> _Activity_
Repeat the part of the jury duty post between "So today is" and "imprisoned on principle.)", inclusive.

So today is my birthday! It’s also my first day of jury duty. Obviously I won’t be allowed to talk about it in The Whippet, but even if I could, I wouldn’t, because I’m terrified of mob intimidation. This might already be too much. A mob guy could be reading The Whippet, go “oh, jury duty today eh? Well my brother’s on trial today. I’m gonna go break her kneecaps until she says Not Guilty.” (Which I would do, I would fold like a flower. Please do not tell the jury selectors this, I’m really excited and I don’t want to be rejected. I have an extremely neutral outfit planned out and I’m not going to tell them that I think all rich people should be imprisoned on principle.)

“But McKinley, it will probably just be a workers’ comp case or something.”* That doesn’t help! DO YOU KNOW HOW MANY TIES THERE ARE BETWEEN PROPERTY DEVELOPMENT AND ORGANISED CRIME? Look, this is from a month ago: 'Building company linked to underworld figure Mick Gatto allegedly ripped off workers'. THAT COULD BE MY CASE.

> _Dataset excerpts_

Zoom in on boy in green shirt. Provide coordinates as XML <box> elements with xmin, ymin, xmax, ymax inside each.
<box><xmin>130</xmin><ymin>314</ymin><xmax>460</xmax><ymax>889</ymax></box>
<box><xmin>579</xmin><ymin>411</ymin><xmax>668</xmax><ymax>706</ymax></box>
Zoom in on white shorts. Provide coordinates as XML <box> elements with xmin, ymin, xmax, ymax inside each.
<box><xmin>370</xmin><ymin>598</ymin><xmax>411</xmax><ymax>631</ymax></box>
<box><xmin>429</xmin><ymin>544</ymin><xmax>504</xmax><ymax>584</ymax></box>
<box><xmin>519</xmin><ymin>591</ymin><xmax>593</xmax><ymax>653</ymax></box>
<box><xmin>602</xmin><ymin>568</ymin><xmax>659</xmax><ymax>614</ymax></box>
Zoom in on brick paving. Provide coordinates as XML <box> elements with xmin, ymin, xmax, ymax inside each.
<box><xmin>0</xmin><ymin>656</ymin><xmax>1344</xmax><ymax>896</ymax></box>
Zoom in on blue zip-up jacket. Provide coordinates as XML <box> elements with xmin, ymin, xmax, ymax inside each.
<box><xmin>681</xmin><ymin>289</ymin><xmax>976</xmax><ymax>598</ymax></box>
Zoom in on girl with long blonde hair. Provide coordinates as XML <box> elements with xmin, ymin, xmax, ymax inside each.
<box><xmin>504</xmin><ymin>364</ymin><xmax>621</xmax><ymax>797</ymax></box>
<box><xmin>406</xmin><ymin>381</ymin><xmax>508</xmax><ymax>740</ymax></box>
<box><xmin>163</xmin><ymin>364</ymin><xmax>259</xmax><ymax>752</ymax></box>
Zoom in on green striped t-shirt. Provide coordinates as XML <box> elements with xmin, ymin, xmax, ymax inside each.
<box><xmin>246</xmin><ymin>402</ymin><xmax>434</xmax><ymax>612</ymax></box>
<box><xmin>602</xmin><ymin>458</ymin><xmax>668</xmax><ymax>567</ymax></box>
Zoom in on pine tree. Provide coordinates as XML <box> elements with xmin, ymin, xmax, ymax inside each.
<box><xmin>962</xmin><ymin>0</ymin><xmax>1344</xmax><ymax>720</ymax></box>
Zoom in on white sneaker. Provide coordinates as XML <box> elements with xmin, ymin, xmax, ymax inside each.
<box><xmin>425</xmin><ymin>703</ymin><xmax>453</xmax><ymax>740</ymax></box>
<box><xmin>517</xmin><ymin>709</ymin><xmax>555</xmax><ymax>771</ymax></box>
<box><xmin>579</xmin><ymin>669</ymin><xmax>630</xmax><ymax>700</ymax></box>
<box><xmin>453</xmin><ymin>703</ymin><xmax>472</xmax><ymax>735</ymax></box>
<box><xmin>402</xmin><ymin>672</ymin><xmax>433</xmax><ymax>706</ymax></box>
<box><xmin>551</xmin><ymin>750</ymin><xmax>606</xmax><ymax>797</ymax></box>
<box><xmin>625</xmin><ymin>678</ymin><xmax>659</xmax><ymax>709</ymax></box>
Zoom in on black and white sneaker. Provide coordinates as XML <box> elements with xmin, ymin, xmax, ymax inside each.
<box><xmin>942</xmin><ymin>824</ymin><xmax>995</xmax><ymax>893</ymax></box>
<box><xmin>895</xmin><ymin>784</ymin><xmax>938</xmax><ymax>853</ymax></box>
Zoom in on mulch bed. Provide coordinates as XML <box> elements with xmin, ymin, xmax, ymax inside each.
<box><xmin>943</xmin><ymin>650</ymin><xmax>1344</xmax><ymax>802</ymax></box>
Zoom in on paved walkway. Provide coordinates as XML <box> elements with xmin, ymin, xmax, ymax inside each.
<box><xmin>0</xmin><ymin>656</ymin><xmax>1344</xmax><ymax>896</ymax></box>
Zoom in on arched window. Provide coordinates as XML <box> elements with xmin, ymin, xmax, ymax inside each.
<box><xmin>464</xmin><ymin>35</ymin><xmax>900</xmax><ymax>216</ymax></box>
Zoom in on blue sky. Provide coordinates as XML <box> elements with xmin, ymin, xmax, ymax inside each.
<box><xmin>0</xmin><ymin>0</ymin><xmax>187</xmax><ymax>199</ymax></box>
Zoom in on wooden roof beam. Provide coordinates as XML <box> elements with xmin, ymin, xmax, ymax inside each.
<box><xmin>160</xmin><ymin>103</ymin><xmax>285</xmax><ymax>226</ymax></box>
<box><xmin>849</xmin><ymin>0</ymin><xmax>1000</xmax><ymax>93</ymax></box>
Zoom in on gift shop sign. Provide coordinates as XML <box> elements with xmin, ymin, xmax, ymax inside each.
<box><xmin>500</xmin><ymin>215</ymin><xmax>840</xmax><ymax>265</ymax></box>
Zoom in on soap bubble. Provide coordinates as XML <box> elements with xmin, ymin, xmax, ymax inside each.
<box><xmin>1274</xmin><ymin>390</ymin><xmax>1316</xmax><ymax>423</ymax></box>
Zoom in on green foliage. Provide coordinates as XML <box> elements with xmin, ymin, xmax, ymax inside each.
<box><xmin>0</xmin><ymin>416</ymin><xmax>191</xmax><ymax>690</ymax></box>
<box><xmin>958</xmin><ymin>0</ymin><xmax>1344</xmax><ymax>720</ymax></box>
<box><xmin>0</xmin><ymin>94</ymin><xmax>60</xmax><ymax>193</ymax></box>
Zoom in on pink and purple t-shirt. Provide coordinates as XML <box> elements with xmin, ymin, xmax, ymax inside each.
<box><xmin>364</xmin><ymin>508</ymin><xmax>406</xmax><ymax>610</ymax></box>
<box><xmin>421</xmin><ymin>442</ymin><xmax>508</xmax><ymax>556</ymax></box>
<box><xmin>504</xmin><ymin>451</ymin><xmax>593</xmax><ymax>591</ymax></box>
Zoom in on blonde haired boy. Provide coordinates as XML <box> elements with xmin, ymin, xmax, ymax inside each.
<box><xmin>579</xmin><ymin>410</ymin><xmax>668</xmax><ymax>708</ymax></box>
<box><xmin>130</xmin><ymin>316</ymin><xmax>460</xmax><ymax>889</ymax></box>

> _Written reply_
So today is my birthday! It’s also my first day of jury duty. Obviously I won’t be allowed to talk about it in The Whippet, but even if I could, I wouldn’t, because I’m terrified of mob intimidation. This might already be too much. A mob guy could be reading The Whippet, go “oh, jury duty today eh? Well my brother’s on trial today. I’m gonna go break her kneecaps until she says Not Guilty.” (Which I would do, I would fold like a flower. Please do not tell the jury selectors this, I’m really excited and I don’t want to be rejected. I have an extremely neutral outfit planned out and I’m not going to tell them that I think all rich people should be imprisoned on principle.)